*Activity*.
Starting at the line with "One point belongs on each instance of the vegetation" and going on through the line with "One point belongs on each instance of the orange building.", reproduce each line in the records below exactly and nothing more.

(Point localization data)
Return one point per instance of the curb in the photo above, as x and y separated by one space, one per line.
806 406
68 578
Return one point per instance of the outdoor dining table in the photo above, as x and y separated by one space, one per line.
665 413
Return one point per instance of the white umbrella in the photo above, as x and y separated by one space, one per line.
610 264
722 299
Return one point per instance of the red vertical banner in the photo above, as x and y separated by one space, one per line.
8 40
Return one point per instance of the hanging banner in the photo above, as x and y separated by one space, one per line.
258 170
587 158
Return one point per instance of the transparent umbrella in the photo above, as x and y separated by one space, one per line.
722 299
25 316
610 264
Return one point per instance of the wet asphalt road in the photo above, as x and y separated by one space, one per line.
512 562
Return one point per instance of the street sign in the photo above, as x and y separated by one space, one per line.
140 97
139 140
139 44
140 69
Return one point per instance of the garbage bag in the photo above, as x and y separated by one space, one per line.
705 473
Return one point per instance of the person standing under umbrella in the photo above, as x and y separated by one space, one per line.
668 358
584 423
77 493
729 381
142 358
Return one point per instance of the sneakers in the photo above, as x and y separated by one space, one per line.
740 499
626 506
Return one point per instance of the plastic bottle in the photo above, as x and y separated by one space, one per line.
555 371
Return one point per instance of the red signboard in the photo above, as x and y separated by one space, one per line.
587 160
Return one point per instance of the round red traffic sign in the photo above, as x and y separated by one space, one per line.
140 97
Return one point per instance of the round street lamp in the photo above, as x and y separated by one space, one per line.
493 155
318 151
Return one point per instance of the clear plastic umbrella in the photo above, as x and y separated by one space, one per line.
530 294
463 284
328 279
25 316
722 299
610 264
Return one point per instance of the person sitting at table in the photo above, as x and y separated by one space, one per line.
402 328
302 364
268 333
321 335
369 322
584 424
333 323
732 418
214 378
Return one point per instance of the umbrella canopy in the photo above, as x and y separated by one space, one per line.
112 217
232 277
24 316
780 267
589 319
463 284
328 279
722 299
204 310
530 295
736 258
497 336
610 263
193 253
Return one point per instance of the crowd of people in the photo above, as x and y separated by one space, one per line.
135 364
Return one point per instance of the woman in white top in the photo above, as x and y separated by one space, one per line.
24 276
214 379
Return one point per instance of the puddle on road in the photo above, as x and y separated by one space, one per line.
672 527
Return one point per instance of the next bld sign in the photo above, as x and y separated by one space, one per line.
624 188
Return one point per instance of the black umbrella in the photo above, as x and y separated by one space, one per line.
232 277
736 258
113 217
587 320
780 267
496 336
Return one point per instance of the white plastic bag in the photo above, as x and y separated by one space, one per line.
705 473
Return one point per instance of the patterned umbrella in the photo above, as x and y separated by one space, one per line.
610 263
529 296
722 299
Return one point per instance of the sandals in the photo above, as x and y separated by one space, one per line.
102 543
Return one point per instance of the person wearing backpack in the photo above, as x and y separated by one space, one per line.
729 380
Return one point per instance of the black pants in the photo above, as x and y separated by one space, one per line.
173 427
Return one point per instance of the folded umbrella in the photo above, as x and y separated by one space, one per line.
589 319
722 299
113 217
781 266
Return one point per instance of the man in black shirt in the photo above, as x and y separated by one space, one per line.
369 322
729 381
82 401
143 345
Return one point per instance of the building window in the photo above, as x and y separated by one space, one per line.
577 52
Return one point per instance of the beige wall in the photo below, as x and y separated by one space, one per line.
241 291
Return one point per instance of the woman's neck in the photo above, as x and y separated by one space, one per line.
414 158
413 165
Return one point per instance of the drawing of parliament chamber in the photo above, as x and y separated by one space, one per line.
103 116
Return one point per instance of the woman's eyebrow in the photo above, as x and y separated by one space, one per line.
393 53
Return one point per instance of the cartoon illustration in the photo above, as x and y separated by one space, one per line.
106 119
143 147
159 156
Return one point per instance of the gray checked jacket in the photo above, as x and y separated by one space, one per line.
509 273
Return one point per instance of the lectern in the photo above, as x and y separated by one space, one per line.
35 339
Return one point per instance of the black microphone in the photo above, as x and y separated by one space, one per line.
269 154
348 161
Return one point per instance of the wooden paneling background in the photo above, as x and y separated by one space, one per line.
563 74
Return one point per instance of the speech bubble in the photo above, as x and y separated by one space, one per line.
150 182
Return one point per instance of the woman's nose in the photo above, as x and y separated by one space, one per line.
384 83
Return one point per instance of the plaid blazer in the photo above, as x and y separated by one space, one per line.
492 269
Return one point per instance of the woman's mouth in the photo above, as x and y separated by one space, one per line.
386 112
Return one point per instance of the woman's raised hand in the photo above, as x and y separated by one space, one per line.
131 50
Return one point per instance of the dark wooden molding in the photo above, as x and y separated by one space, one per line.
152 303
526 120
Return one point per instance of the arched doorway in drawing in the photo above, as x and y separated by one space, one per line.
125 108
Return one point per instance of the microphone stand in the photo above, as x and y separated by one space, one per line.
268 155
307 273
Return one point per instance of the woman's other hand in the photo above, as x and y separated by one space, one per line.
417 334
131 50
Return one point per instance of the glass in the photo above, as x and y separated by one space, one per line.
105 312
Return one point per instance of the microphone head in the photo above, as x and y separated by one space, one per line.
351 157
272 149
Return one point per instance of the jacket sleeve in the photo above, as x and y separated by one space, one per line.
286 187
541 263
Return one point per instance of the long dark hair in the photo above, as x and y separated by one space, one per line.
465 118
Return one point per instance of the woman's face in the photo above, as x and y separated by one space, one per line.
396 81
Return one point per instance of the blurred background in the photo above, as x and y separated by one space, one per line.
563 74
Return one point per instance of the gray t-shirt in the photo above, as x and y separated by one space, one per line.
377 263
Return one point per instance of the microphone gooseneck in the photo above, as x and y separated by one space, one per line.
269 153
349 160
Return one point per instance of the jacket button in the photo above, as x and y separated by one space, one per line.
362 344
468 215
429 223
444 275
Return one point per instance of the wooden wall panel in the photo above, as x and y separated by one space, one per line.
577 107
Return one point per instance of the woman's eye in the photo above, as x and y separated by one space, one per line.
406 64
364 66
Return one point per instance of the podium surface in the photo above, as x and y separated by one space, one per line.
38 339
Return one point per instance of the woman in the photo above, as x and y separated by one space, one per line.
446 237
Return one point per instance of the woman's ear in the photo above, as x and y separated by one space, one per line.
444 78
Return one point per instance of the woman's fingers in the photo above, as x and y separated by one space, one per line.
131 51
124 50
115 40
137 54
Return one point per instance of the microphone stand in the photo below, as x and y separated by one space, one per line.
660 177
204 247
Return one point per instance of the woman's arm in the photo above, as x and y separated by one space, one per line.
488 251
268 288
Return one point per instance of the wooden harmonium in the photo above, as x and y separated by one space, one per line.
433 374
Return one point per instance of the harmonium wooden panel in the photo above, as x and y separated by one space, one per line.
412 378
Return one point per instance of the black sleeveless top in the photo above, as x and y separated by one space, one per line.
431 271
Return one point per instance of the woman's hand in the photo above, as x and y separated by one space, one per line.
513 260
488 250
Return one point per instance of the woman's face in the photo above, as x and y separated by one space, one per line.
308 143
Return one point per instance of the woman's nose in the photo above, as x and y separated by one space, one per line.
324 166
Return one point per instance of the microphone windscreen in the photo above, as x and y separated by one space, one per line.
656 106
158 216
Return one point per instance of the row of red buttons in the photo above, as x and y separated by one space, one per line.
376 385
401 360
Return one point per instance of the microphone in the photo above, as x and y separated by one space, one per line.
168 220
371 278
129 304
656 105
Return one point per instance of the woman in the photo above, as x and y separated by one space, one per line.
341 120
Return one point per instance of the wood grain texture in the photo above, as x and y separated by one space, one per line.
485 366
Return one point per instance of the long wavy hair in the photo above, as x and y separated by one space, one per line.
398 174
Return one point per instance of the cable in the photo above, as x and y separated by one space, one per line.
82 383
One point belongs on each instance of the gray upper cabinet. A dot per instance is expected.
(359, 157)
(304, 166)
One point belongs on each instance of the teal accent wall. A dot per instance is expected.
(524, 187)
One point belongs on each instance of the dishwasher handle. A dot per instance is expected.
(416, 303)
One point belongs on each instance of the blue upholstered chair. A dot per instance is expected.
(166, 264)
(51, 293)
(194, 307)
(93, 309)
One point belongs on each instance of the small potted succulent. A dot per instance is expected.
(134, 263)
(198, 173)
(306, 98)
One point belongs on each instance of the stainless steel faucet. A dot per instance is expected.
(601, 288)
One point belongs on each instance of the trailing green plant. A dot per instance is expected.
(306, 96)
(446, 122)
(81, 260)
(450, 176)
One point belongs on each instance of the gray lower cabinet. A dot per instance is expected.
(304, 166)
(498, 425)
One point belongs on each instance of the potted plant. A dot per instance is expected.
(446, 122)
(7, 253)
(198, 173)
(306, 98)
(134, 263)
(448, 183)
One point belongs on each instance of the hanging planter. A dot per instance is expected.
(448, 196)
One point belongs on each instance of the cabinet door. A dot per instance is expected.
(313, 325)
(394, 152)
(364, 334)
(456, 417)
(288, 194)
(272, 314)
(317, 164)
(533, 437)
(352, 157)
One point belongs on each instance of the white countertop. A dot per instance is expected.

--

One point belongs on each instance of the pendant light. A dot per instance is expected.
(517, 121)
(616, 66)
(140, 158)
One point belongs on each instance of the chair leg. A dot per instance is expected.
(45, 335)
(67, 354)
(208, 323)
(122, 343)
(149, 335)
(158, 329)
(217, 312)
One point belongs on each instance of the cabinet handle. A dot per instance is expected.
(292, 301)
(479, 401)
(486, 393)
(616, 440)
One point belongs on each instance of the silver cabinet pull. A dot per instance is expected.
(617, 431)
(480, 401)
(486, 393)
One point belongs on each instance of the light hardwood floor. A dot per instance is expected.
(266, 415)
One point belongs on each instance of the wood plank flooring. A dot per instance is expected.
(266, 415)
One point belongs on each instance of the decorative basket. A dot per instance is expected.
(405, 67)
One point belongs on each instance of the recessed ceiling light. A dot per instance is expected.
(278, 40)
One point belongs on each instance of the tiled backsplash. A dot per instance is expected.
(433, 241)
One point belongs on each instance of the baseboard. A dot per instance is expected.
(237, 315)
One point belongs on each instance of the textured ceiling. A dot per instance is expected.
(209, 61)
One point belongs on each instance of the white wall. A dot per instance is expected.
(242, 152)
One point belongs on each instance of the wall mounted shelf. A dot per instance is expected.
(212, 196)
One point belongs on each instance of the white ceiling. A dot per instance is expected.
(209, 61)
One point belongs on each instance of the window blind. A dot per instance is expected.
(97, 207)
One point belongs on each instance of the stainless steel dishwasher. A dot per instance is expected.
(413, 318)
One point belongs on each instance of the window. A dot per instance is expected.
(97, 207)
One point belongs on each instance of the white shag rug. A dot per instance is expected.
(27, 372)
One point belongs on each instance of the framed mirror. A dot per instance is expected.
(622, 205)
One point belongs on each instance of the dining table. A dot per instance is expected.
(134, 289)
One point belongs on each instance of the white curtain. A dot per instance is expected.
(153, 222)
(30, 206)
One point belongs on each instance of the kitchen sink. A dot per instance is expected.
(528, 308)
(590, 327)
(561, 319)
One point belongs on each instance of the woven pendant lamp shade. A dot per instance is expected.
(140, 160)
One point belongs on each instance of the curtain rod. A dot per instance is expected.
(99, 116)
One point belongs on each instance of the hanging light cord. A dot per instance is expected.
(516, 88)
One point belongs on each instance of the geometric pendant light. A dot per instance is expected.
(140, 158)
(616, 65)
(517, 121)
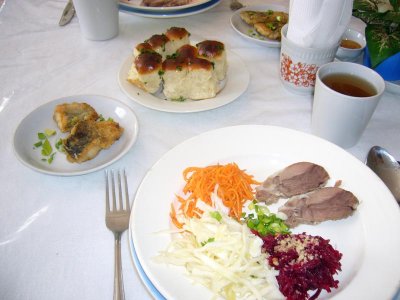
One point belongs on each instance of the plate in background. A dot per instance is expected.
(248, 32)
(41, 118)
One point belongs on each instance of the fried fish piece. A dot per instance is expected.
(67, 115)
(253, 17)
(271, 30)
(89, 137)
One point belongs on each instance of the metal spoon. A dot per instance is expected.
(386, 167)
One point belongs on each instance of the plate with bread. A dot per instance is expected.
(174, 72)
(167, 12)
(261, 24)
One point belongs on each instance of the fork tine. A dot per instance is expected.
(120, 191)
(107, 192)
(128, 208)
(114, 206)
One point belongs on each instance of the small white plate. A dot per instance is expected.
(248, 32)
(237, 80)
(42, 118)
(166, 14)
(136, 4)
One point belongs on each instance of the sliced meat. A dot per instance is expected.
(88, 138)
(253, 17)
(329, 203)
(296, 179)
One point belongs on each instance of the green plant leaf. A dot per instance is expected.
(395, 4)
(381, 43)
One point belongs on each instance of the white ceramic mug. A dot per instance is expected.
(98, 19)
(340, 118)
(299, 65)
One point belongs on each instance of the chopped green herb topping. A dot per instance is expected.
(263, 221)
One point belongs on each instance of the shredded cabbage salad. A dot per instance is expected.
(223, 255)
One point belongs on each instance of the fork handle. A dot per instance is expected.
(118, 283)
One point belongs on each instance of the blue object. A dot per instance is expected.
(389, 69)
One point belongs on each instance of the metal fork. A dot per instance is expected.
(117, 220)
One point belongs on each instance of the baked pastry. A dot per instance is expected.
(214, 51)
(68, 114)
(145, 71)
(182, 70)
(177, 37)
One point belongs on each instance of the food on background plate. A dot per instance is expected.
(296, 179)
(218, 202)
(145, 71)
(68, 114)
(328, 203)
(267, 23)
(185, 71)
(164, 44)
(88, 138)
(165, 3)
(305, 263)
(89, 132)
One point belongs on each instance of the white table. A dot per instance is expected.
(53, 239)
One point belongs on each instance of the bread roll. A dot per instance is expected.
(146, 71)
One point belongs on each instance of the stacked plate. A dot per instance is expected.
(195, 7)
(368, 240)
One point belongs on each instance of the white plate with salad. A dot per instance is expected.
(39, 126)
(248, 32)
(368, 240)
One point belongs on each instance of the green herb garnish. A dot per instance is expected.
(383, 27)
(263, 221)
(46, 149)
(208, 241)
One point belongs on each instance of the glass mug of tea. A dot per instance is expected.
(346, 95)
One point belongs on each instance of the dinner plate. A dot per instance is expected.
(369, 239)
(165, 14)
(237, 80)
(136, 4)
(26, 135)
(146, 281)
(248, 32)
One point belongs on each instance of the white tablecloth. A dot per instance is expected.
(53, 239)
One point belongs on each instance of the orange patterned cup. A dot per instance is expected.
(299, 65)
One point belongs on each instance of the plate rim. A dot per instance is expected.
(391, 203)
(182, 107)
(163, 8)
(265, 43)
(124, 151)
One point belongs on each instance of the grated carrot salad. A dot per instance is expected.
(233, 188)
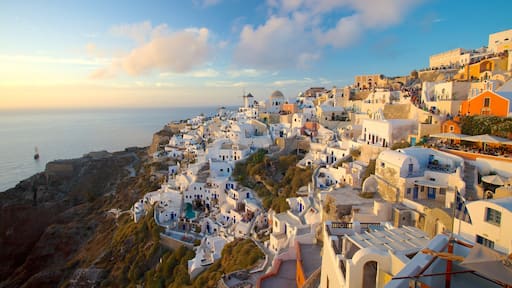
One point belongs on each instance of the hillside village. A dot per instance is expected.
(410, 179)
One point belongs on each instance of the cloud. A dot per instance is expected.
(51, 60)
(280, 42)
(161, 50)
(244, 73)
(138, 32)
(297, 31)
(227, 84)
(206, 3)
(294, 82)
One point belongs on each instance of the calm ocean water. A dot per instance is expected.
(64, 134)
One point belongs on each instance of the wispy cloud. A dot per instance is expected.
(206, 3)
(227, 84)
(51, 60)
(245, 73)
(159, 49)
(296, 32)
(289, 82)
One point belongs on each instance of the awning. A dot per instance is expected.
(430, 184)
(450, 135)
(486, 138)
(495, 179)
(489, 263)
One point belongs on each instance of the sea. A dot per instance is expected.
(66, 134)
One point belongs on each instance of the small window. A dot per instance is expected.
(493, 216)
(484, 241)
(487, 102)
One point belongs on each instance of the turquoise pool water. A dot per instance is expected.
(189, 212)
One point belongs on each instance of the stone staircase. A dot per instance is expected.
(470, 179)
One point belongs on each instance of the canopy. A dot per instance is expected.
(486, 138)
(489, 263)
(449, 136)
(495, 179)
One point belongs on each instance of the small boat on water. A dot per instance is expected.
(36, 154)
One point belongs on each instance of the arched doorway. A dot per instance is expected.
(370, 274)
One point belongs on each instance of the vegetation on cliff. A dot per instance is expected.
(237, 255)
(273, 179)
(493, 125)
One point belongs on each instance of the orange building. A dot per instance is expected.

==

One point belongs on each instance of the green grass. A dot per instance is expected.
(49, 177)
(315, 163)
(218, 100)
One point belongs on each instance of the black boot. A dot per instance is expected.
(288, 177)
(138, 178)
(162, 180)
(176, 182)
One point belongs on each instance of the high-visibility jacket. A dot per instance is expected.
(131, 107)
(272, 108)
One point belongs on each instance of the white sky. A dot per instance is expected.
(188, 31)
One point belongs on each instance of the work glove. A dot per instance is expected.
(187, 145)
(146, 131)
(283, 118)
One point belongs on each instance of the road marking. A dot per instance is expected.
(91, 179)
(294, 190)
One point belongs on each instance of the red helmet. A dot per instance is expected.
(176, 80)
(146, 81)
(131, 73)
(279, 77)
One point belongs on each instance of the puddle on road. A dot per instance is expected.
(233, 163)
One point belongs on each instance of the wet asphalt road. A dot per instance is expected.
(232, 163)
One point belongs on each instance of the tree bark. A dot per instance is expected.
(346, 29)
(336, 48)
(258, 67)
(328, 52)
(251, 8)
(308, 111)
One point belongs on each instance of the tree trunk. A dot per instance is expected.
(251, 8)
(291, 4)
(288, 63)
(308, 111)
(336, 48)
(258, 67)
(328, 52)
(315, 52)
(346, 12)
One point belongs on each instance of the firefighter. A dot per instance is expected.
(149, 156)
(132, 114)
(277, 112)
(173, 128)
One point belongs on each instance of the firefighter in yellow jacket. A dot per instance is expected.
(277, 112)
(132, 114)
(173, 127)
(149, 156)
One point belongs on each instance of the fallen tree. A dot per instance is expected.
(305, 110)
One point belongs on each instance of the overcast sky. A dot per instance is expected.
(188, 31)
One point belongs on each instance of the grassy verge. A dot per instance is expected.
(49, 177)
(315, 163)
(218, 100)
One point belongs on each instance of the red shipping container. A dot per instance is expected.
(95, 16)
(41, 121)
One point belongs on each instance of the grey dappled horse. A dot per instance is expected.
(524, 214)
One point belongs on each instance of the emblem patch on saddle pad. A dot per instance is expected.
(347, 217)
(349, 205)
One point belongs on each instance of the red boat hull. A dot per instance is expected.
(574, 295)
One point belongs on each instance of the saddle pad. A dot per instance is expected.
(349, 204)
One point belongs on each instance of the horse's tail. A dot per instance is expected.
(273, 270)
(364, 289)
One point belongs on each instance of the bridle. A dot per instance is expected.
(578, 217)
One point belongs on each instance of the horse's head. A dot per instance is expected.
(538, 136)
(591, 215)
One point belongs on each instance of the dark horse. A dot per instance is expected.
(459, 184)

*Answer space*.
One point belongs on each instance of the vegetation on cliff. A dot per instance is expected.
(237, 255)
(273, 179)
(493, 125)
One point belongs on each instance of the orange building. A dot per instance is expected.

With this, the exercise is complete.